HOW TO COMPLETE THIS TASK
Every line from the one with "For full credit, report the bounding box of the adidas" to the end of the entries, both included, is to be copied exactly; the other lines stay out.

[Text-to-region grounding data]
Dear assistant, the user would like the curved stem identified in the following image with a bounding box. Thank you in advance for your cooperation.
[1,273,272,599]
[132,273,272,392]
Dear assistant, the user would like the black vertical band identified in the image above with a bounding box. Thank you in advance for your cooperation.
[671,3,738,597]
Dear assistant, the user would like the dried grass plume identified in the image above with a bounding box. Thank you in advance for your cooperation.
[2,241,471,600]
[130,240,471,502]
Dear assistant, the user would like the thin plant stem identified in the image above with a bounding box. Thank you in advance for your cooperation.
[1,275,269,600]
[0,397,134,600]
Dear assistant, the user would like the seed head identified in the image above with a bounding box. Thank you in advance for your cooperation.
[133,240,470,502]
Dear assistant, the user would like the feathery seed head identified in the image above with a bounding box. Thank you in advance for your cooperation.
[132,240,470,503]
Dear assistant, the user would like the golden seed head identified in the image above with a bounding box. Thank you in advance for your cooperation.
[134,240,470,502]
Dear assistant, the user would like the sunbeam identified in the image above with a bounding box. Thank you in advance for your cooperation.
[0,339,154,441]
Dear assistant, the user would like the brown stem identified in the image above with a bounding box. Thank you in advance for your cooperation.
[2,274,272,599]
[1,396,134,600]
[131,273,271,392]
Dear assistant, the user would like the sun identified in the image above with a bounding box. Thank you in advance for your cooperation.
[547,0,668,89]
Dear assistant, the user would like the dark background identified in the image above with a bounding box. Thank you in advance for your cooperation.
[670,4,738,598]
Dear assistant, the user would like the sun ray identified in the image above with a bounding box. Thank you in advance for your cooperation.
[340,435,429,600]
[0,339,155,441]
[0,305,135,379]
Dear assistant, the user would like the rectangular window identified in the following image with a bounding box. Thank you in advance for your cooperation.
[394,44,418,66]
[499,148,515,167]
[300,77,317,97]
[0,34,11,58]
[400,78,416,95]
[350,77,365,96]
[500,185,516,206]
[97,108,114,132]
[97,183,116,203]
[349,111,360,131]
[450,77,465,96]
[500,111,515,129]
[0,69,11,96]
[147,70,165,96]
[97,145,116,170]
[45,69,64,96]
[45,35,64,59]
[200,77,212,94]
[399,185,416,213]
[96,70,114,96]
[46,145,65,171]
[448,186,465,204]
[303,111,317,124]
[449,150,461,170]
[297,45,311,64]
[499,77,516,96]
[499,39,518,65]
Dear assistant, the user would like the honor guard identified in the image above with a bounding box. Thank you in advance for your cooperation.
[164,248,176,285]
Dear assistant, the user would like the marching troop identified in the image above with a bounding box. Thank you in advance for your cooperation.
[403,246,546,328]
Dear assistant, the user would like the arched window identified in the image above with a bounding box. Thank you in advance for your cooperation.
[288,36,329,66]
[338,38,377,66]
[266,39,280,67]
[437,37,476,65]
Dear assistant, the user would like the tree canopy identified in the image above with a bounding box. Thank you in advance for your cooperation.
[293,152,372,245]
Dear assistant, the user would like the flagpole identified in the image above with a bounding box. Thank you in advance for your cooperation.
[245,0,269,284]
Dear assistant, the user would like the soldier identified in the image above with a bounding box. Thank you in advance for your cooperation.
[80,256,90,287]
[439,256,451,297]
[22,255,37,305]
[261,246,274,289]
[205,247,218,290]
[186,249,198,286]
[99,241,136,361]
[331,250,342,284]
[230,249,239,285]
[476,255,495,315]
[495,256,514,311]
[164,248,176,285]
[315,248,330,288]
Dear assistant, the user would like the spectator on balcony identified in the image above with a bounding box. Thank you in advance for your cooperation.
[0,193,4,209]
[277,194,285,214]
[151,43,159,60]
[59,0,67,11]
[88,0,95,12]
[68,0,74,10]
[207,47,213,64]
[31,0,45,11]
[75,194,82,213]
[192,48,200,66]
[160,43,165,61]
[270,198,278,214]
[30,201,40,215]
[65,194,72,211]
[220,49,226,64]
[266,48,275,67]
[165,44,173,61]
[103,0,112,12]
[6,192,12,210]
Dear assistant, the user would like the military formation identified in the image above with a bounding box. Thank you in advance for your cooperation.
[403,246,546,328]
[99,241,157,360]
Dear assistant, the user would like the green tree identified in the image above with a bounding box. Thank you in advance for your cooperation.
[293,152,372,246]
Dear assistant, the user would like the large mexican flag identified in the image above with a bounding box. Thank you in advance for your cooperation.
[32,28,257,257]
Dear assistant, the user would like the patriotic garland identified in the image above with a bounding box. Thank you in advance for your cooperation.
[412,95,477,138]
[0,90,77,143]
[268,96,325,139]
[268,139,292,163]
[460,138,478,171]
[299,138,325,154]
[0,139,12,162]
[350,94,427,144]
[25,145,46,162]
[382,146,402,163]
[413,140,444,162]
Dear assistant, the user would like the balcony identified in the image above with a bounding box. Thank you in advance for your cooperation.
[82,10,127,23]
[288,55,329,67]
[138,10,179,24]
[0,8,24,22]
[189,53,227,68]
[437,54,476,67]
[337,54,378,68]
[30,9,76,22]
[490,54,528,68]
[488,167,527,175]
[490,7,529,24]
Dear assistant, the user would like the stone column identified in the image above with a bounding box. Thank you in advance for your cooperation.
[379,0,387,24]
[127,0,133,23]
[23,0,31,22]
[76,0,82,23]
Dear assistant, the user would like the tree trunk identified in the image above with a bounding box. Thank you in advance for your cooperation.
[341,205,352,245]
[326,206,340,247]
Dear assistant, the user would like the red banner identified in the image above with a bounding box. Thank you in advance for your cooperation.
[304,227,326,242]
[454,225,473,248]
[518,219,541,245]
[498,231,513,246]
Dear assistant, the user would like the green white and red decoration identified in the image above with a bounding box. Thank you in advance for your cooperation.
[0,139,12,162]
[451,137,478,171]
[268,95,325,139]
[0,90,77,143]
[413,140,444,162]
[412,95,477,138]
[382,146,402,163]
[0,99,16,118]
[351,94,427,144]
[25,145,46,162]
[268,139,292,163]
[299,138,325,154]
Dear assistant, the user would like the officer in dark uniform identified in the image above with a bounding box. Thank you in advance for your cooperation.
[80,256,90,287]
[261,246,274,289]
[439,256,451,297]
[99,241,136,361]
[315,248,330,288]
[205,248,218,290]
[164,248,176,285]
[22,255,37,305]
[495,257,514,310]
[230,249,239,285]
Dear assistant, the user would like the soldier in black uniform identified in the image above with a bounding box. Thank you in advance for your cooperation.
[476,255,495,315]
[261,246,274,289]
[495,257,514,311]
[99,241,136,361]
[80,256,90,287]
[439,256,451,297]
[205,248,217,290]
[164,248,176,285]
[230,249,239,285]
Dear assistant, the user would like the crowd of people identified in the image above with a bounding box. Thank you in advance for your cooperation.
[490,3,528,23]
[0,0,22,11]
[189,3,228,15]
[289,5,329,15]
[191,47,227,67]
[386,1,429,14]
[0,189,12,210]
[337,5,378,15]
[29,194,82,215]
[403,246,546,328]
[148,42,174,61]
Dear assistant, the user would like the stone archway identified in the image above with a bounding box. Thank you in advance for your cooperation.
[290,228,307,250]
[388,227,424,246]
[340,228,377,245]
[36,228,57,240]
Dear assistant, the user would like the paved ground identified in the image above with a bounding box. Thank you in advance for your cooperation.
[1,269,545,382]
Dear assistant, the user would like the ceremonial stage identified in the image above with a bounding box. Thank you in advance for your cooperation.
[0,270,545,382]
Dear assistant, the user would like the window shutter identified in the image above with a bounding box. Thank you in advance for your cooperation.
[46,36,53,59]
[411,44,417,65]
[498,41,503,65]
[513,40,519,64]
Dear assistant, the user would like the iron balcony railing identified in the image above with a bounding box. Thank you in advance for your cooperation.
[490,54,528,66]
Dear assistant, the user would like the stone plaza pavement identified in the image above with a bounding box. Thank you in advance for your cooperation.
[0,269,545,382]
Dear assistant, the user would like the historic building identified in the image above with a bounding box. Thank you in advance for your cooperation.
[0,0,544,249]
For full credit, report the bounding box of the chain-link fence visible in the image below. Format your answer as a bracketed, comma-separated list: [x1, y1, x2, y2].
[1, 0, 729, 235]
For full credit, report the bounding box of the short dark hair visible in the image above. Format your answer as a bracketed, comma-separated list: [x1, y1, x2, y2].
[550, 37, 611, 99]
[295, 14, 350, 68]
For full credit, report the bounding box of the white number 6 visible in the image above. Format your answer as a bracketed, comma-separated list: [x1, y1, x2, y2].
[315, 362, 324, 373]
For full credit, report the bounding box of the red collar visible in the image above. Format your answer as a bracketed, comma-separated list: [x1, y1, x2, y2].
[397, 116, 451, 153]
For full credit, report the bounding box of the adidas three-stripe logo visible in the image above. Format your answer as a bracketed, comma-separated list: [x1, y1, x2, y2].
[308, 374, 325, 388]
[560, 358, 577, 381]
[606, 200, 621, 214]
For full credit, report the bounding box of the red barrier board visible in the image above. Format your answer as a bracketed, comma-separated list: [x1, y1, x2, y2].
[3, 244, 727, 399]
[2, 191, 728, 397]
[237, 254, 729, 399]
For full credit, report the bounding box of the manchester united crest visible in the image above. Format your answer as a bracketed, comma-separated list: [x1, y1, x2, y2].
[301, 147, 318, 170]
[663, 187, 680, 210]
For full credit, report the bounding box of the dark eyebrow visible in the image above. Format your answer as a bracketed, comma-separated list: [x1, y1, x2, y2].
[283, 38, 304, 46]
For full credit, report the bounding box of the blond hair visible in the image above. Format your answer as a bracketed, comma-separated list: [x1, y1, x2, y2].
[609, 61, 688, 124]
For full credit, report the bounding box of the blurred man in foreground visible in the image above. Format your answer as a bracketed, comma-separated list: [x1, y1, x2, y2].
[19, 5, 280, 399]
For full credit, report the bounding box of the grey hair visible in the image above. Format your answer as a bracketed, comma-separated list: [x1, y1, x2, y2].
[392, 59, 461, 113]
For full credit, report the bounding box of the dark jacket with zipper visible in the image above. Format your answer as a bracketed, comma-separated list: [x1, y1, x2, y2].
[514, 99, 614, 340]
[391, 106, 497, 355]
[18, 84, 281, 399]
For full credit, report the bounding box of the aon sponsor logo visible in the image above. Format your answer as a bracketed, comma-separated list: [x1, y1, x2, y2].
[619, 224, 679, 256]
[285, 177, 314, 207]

TASK OUTPUT
For full credit, report the bounding box of the adidas three-stripe logo visible in the image above. Format your answer as a bracketed, comma-separated list: [x1, y1, x2, y2].
[308, 374, 325, 388]
[560, 358, 577, 381]
[606, 200, 621, 214]
For full credit, report the bounding box of the red barrier board visible in the image above. Format your answer as a bracketed, comma-separated list: [x1, y1, x2, y2].
[3, 244, 727, 399]
[2, 191, 728, 397]
[237, 254, 729, 399]
For full credit, report the bounding box of the manchester united crest visible in the image above. Format your answer as a bracketed, comma-separated list: [x1, y1, x2, y2].
[301, 147, 318, 170]
[663, 187, 680, 210]
For full credit, report the bounding box of the dark eyebrow visible in the image above. Format your answer as a bracketed, comma-separated list: [x1, y1, x2, y2].
[283, 38, 304, 46]
For full credit, report the bounding box of the blond hair visible in the image above. Format your answer as a bracketed, comma-separated list: [x1, y1, x2, y2].
[609, 61, 688, 124]
For full credit, report the bounding box of the blurred man in foreground visible in the image above. Format your answer as a bracketed, comma-separated list: [x1, y1, x2, y2].
[19, 5, 280, 399]
For full credit, report the bounding box of the grey hair visible in the image above. Format your answer as a bracketed, comma-separated list: [x1, y1, x2, y2].
[392, 59, 461, 113]
For full credit, report the bounding box of the dark jacket with zipper visible in the image above. Format your answer as a bracketed, comma-separated list: [x1, y1, x2, y2].
[514, 99, 614, 340]
[391, 106, 497, 355]
[18, 84, 281, 399]
For full credit, report the bounding box of the aon sponsor logo visible in the image above. Format your answer as a bracketed, comma-separated list: [x1, y1, x2, y2].
[619, 224, 679, 256]
[285, 177, 314, 207]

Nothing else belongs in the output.